====== Data rows

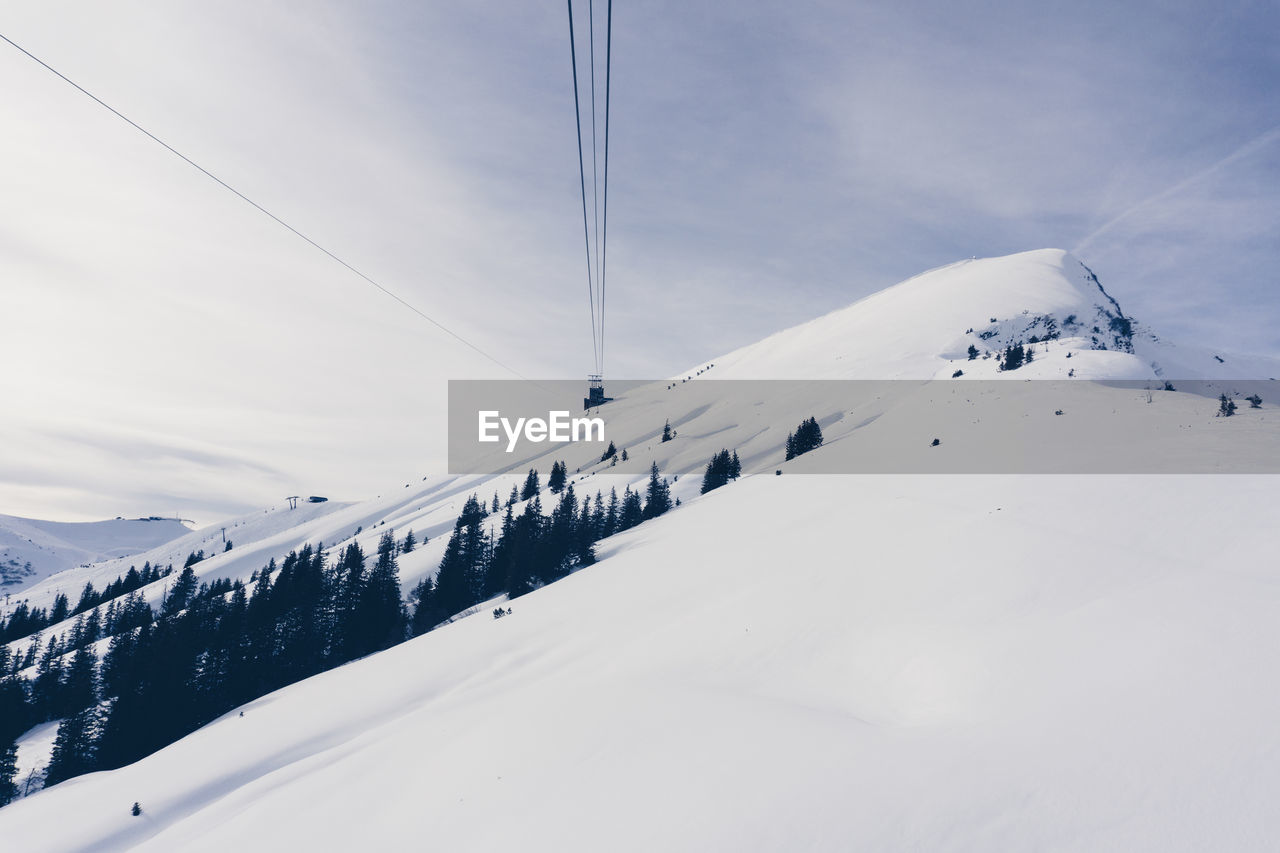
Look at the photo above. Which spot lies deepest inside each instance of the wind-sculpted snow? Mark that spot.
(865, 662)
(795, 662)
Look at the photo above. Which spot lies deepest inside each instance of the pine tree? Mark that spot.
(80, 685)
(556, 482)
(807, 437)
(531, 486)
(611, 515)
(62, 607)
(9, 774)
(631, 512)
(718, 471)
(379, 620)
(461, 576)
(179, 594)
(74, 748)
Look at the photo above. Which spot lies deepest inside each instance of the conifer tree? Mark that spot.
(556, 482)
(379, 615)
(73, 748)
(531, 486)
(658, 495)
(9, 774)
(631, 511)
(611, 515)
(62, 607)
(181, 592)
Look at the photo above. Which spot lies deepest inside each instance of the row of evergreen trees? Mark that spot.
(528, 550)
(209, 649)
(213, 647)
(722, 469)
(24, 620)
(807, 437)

============
====== Data rows

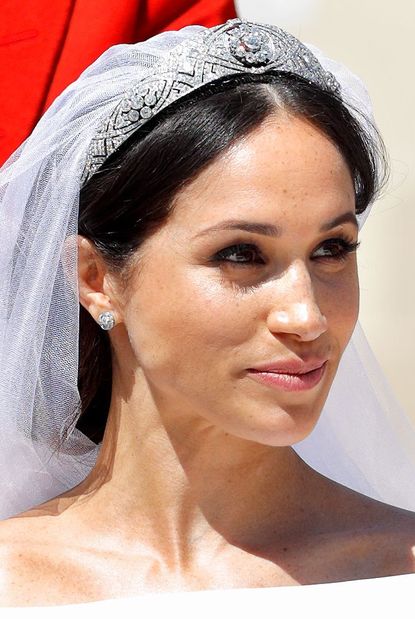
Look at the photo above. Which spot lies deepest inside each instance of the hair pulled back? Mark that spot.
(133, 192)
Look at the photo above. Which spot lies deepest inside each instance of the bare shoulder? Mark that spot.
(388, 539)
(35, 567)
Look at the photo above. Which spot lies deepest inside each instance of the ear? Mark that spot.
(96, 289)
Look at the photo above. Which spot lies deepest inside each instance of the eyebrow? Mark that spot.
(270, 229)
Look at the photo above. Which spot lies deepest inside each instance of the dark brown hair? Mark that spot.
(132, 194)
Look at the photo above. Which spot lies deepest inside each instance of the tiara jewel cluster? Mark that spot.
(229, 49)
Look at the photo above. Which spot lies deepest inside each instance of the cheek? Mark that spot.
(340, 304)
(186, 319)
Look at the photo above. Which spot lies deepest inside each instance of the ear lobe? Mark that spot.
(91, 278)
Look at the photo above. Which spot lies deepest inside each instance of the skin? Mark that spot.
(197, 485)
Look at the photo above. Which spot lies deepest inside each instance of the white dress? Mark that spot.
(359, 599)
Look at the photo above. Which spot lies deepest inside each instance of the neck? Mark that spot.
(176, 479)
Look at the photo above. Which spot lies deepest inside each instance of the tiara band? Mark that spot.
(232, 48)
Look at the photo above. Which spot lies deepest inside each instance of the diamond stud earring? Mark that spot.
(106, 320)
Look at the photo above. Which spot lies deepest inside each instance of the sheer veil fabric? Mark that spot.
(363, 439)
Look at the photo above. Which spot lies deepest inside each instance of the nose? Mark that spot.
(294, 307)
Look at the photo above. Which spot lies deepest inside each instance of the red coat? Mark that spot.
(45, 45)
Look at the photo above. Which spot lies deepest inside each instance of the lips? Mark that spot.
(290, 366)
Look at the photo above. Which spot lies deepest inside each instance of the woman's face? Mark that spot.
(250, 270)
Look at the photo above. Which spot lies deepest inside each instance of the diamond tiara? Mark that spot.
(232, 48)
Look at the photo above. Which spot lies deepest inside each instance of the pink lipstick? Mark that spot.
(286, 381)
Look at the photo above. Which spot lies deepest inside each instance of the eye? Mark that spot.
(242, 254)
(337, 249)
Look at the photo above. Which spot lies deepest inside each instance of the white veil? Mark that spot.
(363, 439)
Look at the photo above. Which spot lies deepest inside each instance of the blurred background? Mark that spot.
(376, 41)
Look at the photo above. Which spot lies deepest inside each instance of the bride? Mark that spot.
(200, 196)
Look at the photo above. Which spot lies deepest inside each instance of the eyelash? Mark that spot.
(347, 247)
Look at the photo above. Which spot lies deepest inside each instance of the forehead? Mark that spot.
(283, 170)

============
====== Data rows

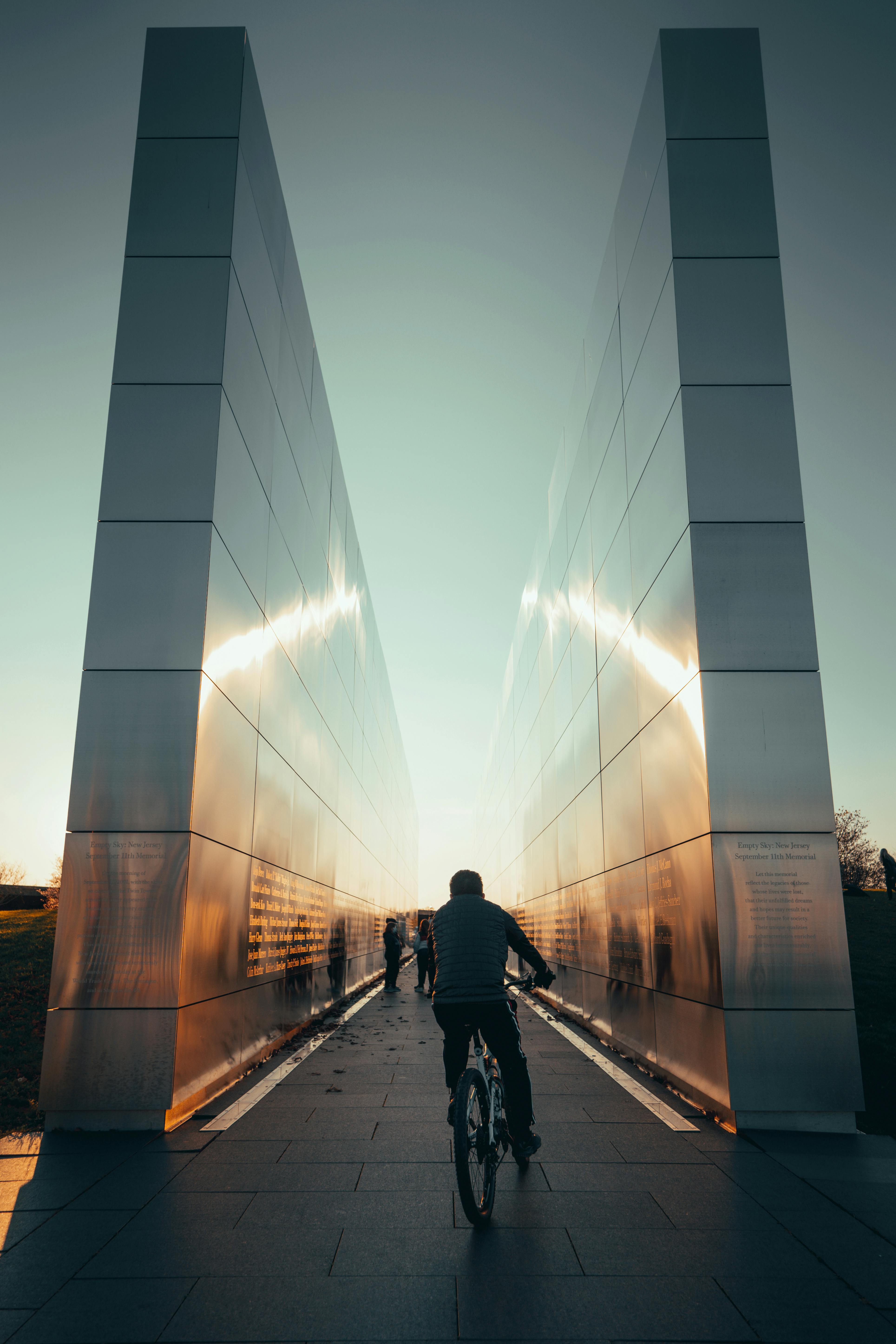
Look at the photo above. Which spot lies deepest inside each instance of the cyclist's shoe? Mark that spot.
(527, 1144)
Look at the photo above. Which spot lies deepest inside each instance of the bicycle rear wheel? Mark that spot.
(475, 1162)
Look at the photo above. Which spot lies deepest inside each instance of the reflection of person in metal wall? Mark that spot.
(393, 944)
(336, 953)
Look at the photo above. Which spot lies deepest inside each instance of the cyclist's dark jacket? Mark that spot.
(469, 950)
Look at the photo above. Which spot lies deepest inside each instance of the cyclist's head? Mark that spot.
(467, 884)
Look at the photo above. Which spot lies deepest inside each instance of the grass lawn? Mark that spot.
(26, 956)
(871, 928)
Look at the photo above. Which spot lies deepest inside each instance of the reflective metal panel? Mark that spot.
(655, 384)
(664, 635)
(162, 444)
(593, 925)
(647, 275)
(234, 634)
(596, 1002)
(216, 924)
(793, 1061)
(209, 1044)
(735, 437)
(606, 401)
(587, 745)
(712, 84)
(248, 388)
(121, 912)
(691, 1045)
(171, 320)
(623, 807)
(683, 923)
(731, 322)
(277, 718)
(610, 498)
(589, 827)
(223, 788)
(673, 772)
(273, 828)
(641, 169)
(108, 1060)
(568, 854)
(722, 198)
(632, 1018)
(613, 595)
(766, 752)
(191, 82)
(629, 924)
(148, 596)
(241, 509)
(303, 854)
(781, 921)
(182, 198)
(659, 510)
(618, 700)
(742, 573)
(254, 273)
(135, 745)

============

# Work to be completed
Show each line of the material above that contains the word "white", copied in full.

# Written answer
Look at the photo above. Which spot lies deepest inside each instance of the white dress? Mark that spot.
Look at the photo above. Which spot lies deepest inside each instance of the white veil? Mark that spot.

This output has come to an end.